Exploring the structure of the DMOZ topic hierarchy using summary trees

Here we’ll describe how to compute maximum entropy summary trees to visualize the topic hierarcy of a subset of the URLs in DMOZ (aka the Open Directory Project).

The DMOZ directory of URLs contains about 3.7 million URLs (as of April 2015), and each URL is classified into a topic in the DMOZ topic hierarchy, which contains about 600,000 unique topics. The topic hierarchy is a tree whose maximum depth is 15 levels. In this vignette we will describe:

  1. How to process the raw DMOZ data to extract just the counts of URLs that are classified into the “Top/Sports” subtree.

  2. How to prepare this data for computation of maximum entropy summary trees, and how to subsequently compute them.

  3. How to visualize the resulting series of maximum entropy summary trees using d3.js.

Processing the raw DMOZ data

First, we downloaded the DMOZ “content” data in April of 2015 from http://www.dmoz.org/rdf.html. This file was about 1.8 GB unzipped.

Next, we use the command line to extract just the assigned topic of each of the approximately 3.77 million URLs and write them, one per line, to a file called “dmoz-topics.txt”.

grep "<topic>" content.rdf.u8 | sed 's/<topic>//g' | sed 's/<\/topic>//g' | sed 's/^    //g' > dmoz-topics.txt

Next, we read this list of topics into R and compute their frequencies. Note this chunk is not computed here, because the file is too large to include with the summarytrees R package.
----
(Required tasks)
a: Can you edit the DMOZ summary tree text, starting at "1. How to process" and ending at "subsequently compute them.", so that "counts" is swapped for "totals"?
b: According to the DMOZ summary tree text, why is the chunk that reads the topic list into R and computes frequencies not run? Answer in one to three sentences.
c: Do these statements agree with the DMOZ summary tree text? Answer yes or no for each, quoting the deciding words. (i) The DMOZ topic hierarchy reaches a maximum depth of 15 levels. (ii) The downloaded content file was about 3.7 GB unzipped. (iii) The extracted topics are written to "dmoz-topics.txt" with several topics on each line.
----
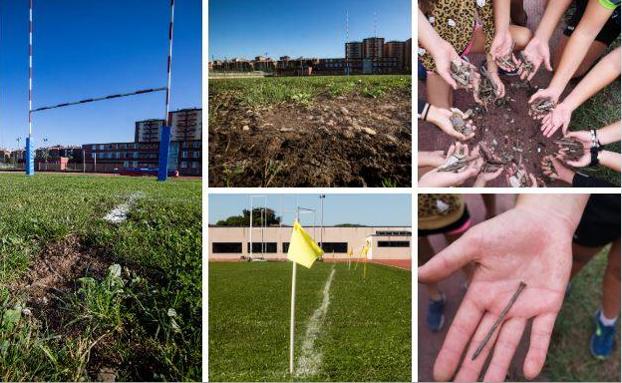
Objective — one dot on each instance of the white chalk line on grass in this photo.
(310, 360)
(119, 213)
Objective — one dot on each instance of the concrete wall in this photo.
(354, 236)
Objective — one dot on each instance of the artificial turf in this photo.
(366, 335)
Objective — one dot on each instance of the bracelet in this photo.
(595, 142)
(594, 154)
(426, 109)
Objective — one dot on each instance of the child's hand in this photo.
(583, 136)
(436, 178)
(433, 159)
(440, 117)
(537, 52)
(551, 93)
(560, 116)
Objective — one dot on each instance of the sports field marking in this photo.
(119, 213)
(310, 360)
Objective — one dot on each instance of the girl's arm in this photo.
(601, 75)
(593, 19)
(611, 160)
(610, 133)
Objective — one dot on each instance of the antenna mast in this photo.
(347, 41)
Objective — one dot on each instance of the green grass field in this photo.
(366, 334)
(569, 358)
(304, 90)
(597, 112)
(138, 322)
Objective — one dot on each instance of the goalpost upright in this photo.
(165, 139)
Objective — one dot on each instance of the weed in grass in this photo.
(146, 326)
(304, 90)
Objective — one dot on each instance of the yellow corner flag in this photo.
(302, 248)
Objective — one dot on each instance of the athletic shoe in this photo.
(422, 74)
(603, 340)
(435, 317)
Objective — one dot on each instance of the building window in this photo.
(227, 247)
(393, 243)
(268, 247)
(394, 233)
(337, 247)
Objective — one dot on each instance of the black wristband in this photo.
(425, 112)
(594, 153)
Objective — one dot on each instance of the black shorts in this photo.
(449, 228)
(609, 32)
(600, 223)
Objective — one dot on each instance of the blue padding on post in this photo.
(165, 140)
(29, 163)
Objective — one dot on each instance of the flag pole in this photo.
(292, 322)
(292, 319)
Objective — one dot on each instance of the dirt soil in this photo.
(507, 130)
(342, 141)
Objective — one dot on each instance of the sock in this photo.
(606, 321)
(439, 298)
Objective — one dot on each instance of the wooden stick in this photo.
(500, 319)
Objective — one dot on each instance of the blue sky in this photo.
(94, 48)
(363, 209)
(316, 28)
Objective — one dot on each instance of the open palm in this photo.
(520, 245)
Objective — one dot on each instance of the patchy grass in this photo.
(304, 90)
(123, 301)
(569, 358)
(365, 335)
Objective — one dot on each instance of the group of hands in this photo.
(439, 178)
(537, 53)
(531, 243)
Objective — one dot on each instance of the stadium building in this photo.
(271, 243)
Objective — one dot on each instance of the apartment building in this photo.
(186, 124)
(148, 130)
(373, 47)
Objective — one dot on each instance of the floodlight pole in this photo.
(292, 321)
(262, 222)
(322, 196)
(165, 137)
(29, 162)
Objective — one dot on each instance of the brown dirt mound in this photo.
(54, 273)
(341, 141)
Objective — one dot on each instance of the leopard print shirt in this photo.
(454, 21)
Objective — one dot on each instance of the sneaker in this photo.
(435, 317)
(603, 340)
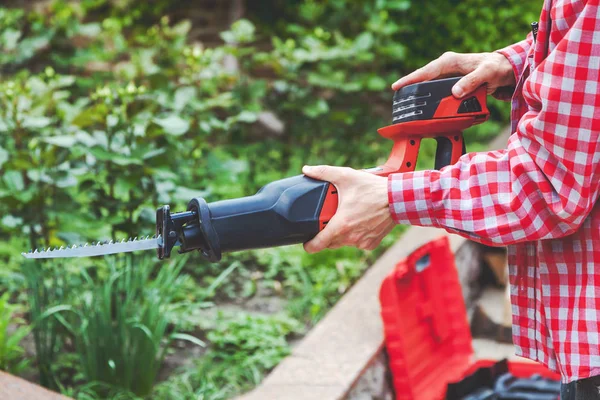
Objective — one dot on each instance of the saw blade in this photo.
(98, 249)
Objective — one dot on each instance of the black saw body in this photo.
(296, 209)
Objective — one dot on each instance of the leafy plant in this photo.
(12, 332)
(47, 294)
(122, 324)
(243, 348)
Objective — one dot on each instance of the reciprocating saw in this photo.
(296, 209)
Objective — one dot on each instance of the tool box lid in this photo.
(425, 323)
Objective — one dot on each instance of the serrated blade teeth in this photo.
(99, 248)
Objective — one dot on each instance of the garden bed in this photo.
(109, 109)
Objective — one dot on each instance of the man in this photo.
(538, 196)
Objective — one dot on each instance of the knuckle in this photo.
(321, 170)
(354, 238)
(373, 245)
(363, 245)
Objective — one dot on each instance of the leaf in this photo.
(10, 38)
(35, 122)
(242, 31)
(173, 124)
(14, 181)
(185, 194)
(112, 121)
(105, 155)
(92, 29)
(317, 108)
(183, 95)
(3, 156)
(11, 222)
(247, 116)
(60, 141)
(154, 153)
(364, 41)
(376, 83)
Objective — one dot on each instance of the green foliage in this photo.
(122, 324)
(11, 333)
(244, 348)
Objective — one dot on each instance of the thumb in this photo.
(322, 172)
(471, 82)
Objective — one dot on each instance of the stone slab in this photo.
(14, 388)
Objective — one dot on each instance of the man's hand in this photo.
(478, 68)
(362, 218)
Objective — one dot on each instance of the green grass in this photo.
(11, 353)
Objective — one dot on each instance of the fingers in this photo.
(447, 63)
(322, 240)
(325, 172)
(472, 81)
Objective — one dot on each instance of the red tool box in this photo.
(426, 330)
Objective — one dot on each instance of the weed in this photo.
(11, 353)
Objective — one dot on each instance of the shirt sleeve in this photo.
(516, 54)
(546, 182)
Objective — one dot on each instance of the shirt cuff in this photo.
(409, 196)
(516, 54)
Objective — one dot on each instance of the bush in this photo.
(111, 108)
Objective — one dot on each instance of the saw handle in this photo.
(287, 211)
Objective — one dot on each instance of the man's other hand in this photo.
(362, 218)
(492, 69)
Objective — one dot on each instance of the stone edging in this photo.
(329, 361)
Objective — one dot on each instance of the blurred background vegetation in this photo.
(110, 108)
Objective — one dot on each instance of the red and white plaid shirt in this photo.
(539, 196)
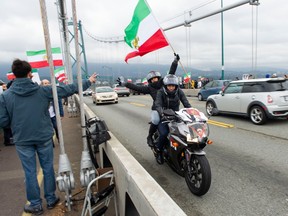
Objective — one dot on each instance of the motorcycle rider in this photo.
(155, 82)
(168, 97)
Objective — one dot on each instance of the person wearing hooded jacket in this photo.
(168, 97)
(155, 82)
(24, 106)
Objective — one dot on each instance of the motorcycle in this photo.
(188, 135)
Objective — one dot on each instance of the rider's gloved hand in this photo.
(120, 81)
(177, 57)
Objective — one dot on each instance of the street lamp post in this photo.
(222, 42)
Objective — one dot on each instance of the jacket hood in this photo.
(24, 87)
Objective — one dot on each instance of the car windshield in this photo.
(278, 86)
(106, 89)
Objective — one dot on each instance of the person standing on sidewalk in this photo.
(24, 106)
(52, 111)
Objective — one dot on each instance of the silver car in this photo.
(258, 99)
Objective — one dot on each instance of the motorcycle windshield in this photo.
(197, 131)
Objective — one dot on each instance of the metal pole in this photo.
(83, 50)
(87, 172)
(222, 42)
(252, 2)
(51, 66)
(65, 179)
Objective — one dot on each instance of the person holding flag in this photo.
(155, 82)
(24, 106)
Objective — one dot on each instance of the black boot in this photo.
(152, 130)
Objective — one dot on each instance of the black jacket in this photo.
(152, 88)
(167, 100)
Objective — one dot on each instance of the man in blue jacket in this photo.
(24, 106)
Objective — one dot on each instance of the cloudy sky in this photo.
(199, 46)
----
(Task responses)
a:
1. How to process the raw DMOZ data to extract just the totals of URLs that are classified into the “Top/Sports” subtree.

  2. How to prepare this data for computation of maximum entropy summary trees, and how to subsequently compute them.

b: The chunk is not computed because the file is too large to include with the summarytrees R package.

c:
(i) Yes: "The topic hierarchy is a tree whose maximum depth is 15 levels."
(ii) No: "This file was about 1.8 GB unzipped."
(iii) No: "write them, one per line, to a file called “dmoz-topics.txt”"